═════ Record set ═════

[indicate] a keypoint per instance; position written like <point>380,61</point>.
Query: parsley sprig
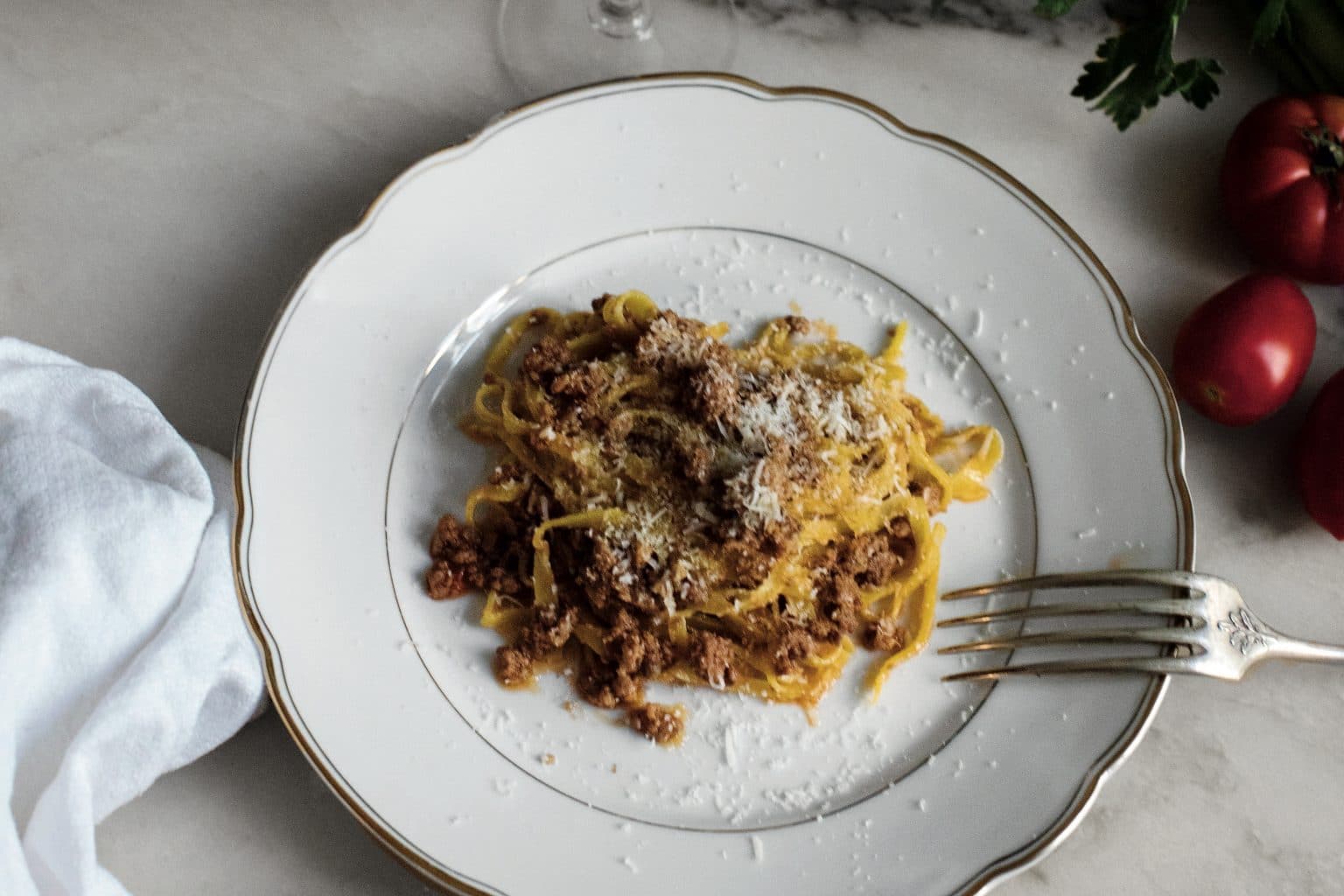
<point>1136,67</point>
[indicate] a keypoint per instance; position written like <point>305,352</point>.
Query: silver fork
<point>1219,635</point>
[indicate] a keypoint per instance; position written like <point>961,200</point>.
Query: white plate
<point>727,200</point>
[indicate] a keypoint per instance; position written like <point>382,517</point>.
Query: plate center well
<point>745,765</point>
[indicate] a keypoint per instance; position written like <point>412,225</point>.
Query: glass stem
<point>622,18</point>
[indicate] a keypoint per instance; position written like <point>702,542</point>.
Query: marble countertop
<point>168,170</point>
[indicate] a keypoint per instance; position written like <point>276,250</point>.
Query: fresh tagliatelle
<point>671,508</point>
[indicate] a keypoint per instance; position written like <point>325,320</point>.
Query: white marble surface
<point>170,167</point>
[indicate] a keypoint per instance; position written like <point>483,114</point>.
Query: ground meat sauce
<point>621,587</point>
<point>657,722</point>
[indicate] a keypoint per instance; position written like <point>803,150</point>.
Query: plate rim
<point>406,855</point>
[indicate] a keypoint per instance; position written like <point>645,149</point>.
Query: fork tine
<point>1188,637</point>
<point>1168,578</point>
<point>1155,665</point>
<point>1158,606</point>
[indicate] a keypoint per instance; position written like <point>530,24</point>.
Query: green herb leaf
<point>1196,80</point>
<point>1055,8</point>
<point>1135,69</point>
<point>1268,22</point>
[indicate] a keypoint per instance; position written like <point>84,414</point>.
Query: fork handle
<point>1286,648</point>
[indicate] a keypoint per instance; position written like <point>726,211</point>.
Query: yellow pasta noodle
<point>672,508</point>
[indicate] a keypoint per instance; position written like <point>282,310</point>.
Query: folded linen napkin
<point>122,654</point>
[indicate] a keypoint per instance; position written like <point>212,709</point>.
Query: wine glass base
<point>553,45</point>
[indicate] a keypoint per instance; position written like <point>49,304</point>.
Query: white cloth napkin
<point>122,654</point>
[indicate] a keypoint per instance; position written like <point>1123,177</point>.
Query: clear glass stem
<point>624,19</point>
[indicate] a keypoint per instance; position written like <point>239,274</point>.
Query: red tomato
<point>1283,186</point>
<point>1241,355</point>
<point>1320,457</point>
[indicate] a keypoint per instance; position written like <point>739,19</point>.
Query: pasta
<point>669,508</point>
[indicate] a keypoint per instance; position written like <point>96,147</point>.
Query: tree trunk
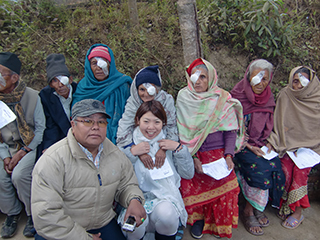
<point>187,11</point>
<point>133,13</point>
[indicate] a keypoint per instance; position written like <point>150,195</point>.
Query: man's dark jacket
<point>57,122</point>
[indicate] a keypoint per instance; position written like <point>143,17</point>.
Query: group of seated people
<point>81,158</point>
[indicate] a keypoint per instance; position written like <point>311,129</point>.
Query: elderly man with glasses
<point>76,181</point>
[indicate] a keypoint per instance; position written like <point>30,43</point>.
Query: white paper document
<point>163,172</point>
<point>7,116</point>
<point>305,158</point>
<point>267,155</point>
<point>217,169</point>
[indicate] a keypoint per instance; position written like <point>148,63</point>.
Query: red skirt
<point>215,201</point>
<point>296,191</point>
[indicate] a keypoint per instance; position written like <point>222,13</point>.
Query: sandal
<point>282,216</point>
<point>292,223</point>
<point>260,215</point>
<point>250,222</point>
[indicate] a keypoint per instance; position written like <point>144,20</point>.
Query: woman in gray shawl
<point>146,86</point>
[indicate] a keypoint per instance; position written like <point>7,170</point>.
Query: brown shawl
<point>297,117</point>
<point>13,101</point>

═════

Reproduce all of the material above word for word, leaving out the pictures.

**Reply to the exercise**
[indicate] a keypoint per instance; position written like <point>380,61</point>.
Query: parsley sprig
<point>1136,67</point>
[indicate] a keypoint per instance; position written like <point>305,352</point>.
Query: silver fork
<point>1219,635</point>
[indicate] a keypoint per instance; position written like <point>961,200</point>.
Query: white plate
<point>727,200</point>
[indicate] a keypoint per instance; position written like <point>382,517</point>.
Query: plate center well
<point>745,765</point>
[indicate] a keypoint per instance; position written like <point>412,225</point>.
Query: glass stem
<point>622,18</point>
[indicate] a keypoint per instance; position written like <point>702,542</point>.
Query: marble countertop
<point>168,170</point>
[indicate] a keypoint per instance; position written like <point>276,250</point>.
Query: fresh tagliatelle
<point>671,508</point>
[indicate] a keypoint per instance; position written like <point>325,320</point>.
Query: white marble surface
<point>170,167</point>
[indicate] a keypoint per instance; position written like <point>483,114</point>.
Query: ground meat sauce
<point>621,587</point>
<point>657,722</point>
[indicate] a keypoint per instance; position written like <point>803,150</point>.
Query: plate rim
<point>406,855</point>
[indicate] a keypoint per instance; position written like <point>645,149</point>.
Query: fork tine
<point>1188,637</point>
<point>1168,578</point>
<point>1155,665</point>
<point>1158,606</point>
[indicate] a keypoint per instance; position written like <point>530,24</point>.
Query: green herb leaf
<point>1196,80</point>
<point>1055,8</point>
<point>1135,69</point>
<point>1268,22</point>
[indicate] a keypoint per instance; position written like <point>84,414</point>.
Query: fork handle
<point>1286,648</point>
[indicate] a keypoint per instance; position written like <point>726,211</point>.
Query: yellow pasta noodle
<point>672,508</point>
[indicate] a keypoint per instance; position written like <point>282,310</point>.
Query: folded linen napkin
<point>122,654</point>
[indicate] a keypoint per instance; position written like <point>212,709</point>.
Query: wine glass base
<point>553,45</point>
[indicate] a keypoint per instance; position written like <point>49,304</point>.
Query: white cloth napkin
<point>122,654</point>
[indicate] a keypoint per instance; position written like <point>1123,177</point>.
Query: clear glass stem
<point>624,19</point>
[indicate] a keypoint per instance; position written like <point>239,274</point>.
Query: red tomato
<point>1283,186</point>
<point>1241,355</point>
<point>1320,457</point>
[indicate] a keypoint per instance; position written like <point>739,19</point>.
Query: pasta
<point>669,508</point>
[indicate] a keypoint per instance; position written like <point>96,147</point>.
Query: tree trunk
<point>187,11</point>
<point>133,13</point>
[indicate] a keypoint per instance; position written like <point>150,195</point>.
Query: man's dark jacket
<point>57,122</point>
[indicate] a keypoint per instance; position written like <point>143,17</point>.
Query: group of seated people
<point>81,158</point>
[indicate] a keypoint per instance; position written like <point>311,129</point>.
Query: elderly man with glasses
<point>76,181</point>
[indicate] a keypoint per instance; position written like <point>30,43</point>.
Query: white paper document
<point>163,172</point>
<point>7,116</point>
<point>305,158</point>
<point>267,155</point>
<point>217,169</point>
[indicate] a keypoint per instance; position written like <point>148,63</point>.
Query: red skirt
<point>215,201</point>
<point>296,191</point>
[indicate] a keypoint per instance; position written like <point>222,13</point>.
Query: sandal
<point>282,216</point>
<point>292,223</point>
<point>260,215</point>
<point>250,222</point>
[indicate] a keypoint per instance; position written like <point>144,20</point>.
Query: woman in gray shawl
<point>146,86</point>
[indicate] a keypoint per instance; position written like <point>7,170</point>.
Query: brown shawl
<point>297,117</point>
<point>13,101</point>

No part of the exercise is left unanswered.